» 文字要求 A
在下面这篇异或最长路径题解的代码里，找出所有用 #include 引入的头文件，逐个列出。

[BZOJ1954][Pku3764]The xor-longest Path

[BZOJ1954][Pku3764]The xor-longest Path

试题描述

 给定一棵n个点的带权树，求树上最长的异或和路径

输入

The input contains several test cases. The first line of each test case contains an integer n(1<=n<=100000), The following n-1 lines each contains three integers u(0 <= u < n),v(0 <= v < n),w(0 <= w < 2^31), which means there is an edge between node u and v of length w.

输出

For each test case output the xor-length of the xor-longest path.

输入示例

4
1 2 3
2 3 4
2 4 6

输出示例

7

数据规模及约定

见“输入”

题解

这题中英文切换的。。。

一开始理解错题意了。。。把边权看成了点权，搞得还以为要点分治 + trie 树。。。

如果是边权，那么不难发现 xor(u, v)（即 u 到 v 的亦或和）= d[u] ^ d[v]，d[u] 表示 u 到根节点的亦或和。

于是搞出 d 数组，把每个数插到 trie 中，然后对每个 d[i] 查询一遍 trie 树中与 d[i] 亦或的最大值，方法是贪心，从高位到底位尽量往与当前二进制位不同的方向走。

#include <iostream>
#include <cstdio>
#include <cstdlib>
#include <cstring>
#include <cctype>
#include <algorithm>
#include <vector>
using namespace std;

int read() {
	int x = 0, f = 1; char c = getchar();
	while(!isdigit(c)){ if(c == '-') f = -1; c = getchar(); }
	while(isdigit(c)){ x = x * 10 + c - '0'; c = getchar(); }
	return x * f;
}

#define maxn 100010
#define maxm 200010
#define maxnode 3200010

int n, m, head[maxn], nxt[maxm], to[maxm], dist[maxm], val[maxn];

void AddEdge(int a, int b, int c) {
	to[++m] = b; dist[m] = c; nxt[m] = head[a]; head[a] = m;
	swap(a, b);
	to[++m] = b; dist[m] = c; nxt[m] = head[a]; head[a] = m;
	return ;
}

int rt, ToT, ch[maxnode][2];
bool num[32];
void insert(int x) {
	int cnt = 0; memset(num, 0, sizeof(num));
	while(x) num[++cnt] = x & 1, x >>= 1;
	cnt = 31;
	int u = rt;
	for(int i = cnt; i; i--) {
		if(!ch[u][num[i]]) ch[u][num[i]] = ++ToT;
		u = ch[u][num[i]];
	}
	return ;
}
void build(int u, int fa, int v) {
	insert(v); val[u] = v;
	for(int e = head[u]; e; e = nxt[e]) if(to[e] != fa)
		build(to[e], u, v ^ dist[e]);
	return ;
}
int query(int x) {
	int cnt = 0; memset(num, 0, sizeof(num));
	while(x) num[++cnt] = x & 1, x >>= 1;
	cnt = 31;
	int u = rt, ans = 0;
	for(int i = cnt; i; i--)
		if(ch[u][num[i]^1]) ans = ans << 1 | 1, u = ch[u][num[i]^1];
		else ans <<= 1, u = ch[u][num[i]];
	return ans;
}

int main() {
	n = read();
	for(int i = 1; i < n; i++) {
		int a = read(), b = read(), c = read();
		AddEdge(a, b, c);
	}
	
	ToT = rt = 1;
	build(1, 0, 0);
	int ans = 0;
	for(int i = 1; i <= n; i++) ans = max(ans, query(val[i]));
	
	printf("%d
", ans);
	
	return 0;
}

» 待处理记录
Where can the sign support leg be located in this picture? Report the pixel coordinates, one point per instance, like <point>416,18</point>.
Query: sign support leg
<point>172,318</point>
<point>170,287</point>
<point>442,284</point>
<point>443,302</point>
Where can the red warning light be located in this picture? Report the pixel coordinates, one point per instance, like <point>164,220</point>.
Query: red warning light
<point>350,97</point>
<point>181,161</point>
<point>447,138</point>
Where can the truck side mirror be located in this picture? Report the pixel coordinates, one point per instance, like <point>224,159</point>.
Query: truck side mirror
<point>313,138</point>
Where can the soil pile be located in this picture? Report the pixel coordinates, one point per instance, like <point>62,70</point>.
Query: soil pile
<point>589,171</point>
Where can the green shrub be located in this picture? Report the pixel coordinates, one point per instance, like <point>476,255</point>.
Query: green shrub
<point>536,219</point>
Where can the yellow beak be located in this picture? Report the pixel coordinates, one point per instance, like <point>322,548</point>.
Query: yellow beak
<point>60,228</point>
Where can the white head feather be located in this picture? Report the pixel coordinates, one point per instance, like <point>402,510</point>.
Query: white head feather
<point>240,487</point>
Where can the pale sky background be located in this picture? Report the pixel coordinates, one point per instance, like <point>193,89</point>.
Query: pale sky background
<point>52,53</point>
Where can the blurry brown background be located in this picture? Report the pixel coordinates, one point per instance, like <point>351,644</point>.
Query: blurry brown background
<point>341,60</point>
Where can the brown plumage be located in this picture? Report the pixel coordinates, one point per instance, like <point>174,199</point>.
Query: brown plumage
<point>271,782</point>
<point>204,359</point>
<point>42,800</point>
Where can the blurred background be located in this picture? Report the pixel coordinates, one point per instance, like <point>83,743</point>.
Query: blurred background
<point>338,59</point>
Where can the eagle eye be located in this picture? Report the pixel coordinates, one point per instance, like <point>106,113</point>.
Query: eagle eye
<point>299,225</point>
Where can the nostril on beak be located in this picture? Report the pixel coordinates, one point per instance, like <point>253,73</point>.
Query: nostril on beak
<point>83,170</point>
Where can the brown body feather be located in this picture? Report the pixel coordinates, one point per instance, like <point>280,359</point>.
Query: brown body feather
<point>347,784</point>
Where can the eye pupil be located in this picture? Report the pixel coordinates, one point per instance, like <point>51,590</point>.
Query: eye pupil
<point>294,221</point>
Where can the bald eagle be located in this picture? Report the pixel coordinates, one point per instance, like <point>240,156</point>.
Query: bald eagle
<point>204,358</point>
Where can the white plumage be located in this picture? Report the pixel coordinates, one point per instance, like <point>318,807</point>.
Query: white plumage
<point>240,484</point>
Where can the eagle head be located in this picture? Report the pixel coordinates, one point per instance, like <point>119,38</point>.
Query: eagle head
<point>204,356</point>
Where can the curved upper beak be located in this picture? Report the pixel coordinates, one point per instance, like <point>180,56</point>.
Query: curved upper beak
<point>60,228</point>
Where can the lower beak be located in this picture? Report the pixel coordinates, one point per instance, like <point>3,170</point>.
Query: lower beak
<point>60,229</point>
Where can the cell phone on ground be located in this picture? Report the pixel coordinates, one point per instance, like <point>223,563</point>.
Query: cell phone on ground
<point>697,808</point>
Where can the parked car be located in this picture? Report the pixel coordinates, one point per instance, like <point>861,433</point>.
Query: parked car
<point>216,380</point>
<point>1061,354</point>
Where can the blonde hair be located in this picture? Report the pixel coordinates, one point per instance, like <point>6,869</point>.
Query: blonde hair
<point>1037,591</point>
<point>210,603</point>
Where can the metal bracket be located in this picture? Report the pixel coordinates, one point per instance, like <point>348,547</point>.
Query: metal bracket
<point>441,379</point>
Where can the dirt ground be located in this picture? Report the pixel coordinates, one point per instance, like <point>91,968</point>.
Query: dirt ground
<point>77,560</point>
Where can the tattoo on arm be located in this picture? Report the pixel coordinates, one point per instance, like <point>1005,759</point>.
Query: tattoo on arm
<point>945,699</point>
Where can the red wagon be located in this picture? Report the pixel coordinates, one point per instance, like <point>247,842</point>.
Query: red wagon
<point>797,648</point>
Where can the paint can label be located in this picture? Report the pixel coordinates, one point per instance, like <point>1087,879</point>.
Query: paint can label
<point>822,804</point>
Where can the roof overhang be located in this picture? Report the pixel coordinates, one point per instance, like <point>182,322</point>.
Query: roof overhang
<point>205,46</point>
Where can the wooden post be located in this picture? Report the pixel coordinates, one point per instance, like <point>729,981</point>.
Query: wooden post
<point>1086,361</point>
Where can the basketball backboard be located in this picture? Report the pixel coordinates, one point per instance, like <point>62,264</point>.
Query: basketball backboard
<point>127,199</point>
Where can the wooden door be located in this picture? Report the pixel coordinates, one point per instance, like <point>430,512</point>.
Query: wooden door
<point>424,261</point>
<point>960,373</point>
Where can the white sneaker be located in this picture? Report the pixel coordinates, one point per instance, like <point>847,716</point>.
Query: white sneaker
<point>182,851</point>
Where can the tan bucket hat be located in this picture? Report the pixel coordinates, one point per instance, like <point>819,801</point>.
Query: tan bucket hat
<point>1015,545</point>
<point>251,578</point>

» 文字要求 B
把上面记录里从含有“Where can the parked”的那一行到含有“<point>1061,354</point>”的那一行原样重抄一遍，首尾两行都算在内。

» 正确输出 A
<iostream>
<cstdio>
<cstdlib>
<cstring>
<cctype>
<algorithm>
<vector>

» 正确输出 B
Where can the parked car be located in this picture? Report the pixel coordinates, one point per instance, like <point>861,433</point>.
Query: parked car
<point>216,380</point>
<point>1061,354</point>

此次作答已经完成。